*Task goal*: Look over the data below and give the number of lines containing the word "curtain", with no other words.

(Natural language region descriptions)
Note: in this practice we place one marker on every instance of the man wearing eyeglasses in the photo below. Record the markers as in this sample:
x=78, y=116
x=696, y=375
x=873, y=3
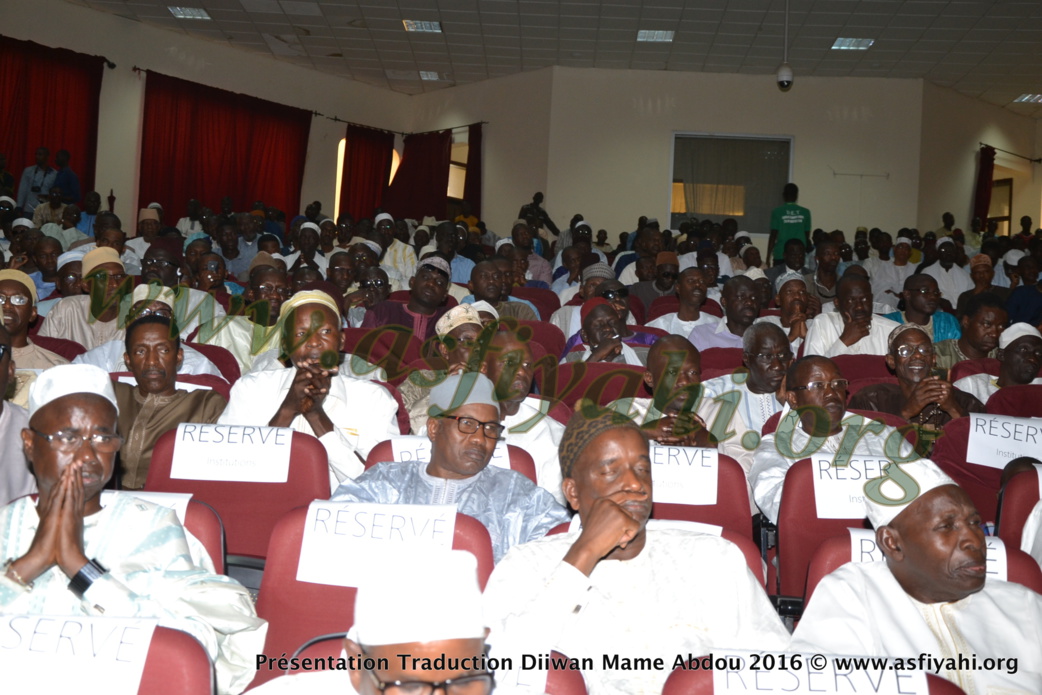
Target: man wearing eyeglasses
x=920, y=396
x=91, y=319
x=1020, y=357
x=922, y=303
x=851, y=328
x=18, y=304
x=15, y=476
x=464, y=427
x=816, y=426
x=67, y=554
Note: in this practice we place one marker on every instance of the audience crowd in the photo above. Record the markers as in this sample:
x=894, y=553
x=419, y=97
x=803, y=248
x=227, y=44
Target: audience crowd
x=355, y=331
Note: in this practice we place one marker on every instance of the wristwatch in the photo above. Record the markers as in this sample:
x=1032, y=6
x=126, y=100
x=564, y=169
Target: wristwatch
x=87, y=576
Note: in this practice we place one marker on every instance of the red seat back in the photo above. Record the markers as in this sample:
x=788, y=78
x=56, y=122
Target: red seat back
x=862, y=366
x=835, y=552
x=203, y=522
x=249, y=510
x=546, y=301
x=1015, y=503
x=968, y=367
x=697, y=681
x=222, y=358
x=176, y=664
x=521, y=461
x=599, y=380
x=298, y=611
x=800, y=531
x=547, y=336
x=1017, y=400
x=59, y=346
x=732, y=509
x=981, y=482
x=663, y=305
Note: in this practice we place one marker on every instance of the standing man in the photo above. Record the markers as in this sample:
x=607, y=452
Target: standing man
x=66, y=178
x=788, y=221
x=36, y=181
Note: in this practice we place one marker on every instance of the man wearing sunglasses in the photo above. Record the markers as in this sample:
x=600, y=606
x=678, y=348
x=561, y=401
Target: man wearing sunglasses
x=817, y=427
x=464, y=427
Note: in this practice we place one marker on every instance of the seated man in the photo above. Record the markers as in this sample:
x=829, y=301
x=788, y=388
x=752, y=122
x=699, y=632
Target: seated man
x=1020, y=357
x=509, y=364
x=929, y=596
x=741, y=306
x=737, y=408
x=154, y=355
x=922, y=300
x=673, y=414
x=691, y=292
x=315, y=395
x=816, y=393
x=983, y=320
x=91, y=319
x=793, y=301
x=602, y=337
x=487, y=283
x=427, y=291
x=464, y=427
x=394, y=615
x=919, y=396
x=146, y=300
x=253, y=338
x=130, y=559
x=851, y=328
x=16, y=479
x=457, y=331
x=19, y=308
x=567, y=318
x=621, y=585
x=666, y=270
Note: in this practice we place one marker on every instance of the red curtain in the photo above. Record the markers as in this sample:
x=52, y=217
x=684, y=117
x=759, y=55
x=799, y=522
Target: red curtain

*Response to this task*: 2